# WHAT IS ASKED:
Copy out the lines from the one containing "# test: point to the dirt path, one" through the last line of the records, with both ends included.

# EXCERPTED DATA:
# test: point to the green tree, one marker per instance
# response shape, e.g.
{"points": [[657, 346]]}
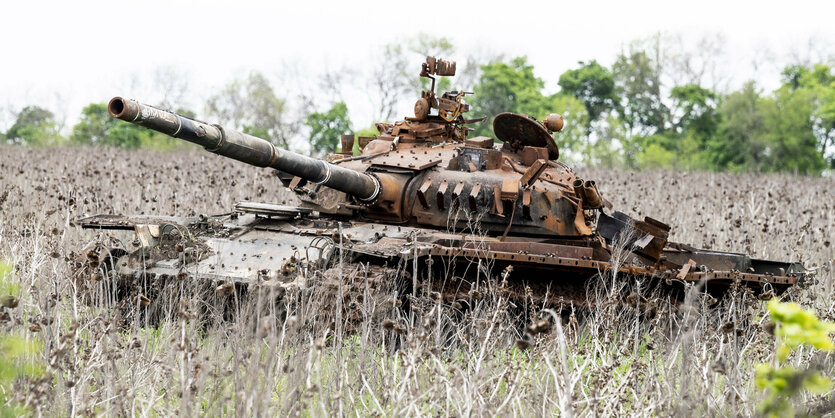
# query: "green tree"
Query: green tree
{"points": [[327, 127], [740, 143], [789, 120], [34, 126], [594, 84], [252, 105], [507, 87], [815, 87]]}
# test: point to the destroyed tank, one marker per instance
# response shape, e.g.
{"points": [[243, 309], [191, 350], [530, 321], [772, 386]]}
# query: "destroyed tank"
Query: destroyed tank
{"points": [[422, 204]]}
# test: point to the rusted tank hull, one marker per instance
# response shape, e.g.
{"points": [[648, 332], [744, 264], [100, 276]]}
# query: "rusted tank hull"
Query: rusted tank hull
{"points": [[284, 247]]}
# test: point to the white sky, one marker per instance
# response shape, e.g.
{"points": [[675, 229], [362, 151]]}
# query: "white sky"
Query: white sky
{"points": [[65, 54]]}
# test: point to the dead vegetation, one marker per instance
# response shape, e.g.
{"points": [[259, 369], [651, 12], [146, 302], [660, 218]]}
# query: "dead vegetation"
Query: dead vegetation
{"points": [[642, 357]]}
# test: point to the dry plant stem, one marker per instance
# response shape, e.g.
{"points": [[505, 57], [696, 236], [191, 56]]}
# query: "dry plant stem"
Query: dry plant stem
{"points": [[248, 355]]}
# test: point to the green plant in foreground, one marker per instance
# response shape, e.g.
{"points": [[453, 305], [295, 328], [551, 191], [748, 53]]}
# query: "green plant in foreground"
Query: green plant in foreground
{"points": [[13, 349], [793, 327]]}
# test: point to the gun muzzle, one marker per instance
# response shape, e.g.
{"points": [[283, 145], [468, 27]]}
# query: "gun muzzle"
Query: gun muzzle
{"points": [[246, 148]]}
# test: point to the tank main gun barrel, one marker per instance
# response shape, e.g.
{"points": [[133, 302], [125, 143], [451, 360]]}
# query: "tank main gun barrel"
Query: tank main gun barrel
{"points": [[247, 148]]}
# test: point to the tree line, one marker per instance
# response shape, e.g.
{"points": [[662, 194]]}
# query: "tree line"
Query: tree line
{"points": [[631, 114]]}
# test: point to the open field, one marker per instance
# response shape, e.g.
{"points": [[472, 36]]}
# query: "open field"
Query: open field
{"points": [[694, 360]]}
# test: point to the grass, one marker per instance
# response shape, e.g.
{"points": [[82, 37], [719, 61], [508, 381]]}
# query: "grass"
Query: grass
{"points": [[695, 359]]}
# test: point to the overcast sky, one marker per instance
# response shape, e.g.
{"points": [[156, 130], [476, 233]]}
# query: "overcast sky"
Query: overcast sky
{"points": [[66, 54]]}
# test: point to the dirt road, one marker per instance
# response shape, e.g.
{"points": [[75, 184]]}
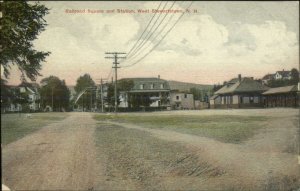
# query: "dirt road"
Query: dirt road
{"points": [[80, 153], [60, 156]]}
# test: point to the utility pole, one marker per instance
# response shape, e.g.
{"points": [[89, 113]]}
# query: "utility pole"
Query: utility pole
{"points": [[102, 109], [52, 100], [91, 99], [115, 57]]}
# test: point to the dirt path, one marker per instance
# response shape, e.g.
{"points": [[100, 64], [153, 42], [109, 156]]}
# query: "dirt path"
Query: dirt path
{"points": [[269, 159], [60, 156], [63, 156]]}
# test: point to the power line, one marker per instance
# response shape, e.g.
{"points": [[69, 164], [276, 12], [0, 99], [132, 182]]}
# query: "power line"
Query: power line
{"points": [[144, 31], [115, 57], [160, 40], [159, 33], [150, 31]]}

# WRITTEN ANSWER:
# test: point to the dirt path, one marker per instance
# response shape, e.g.
{"points": [[100, 64], [153, 42], [109, 156]]}
# query: "dirt path"
Query: dirt path
{"points": [[269, 159], [60, 156], [63, 156]]}
# test: point to the power line, one marker per instance
# response shape, e.g.
{"points": [[69, 164], [276, 12], [0, 99], [132, 182]]}
# query: "power line"
Query: power line
{"points": [[144, 31], [115, 57], [160, 40], [159, 33], [150, 31]]}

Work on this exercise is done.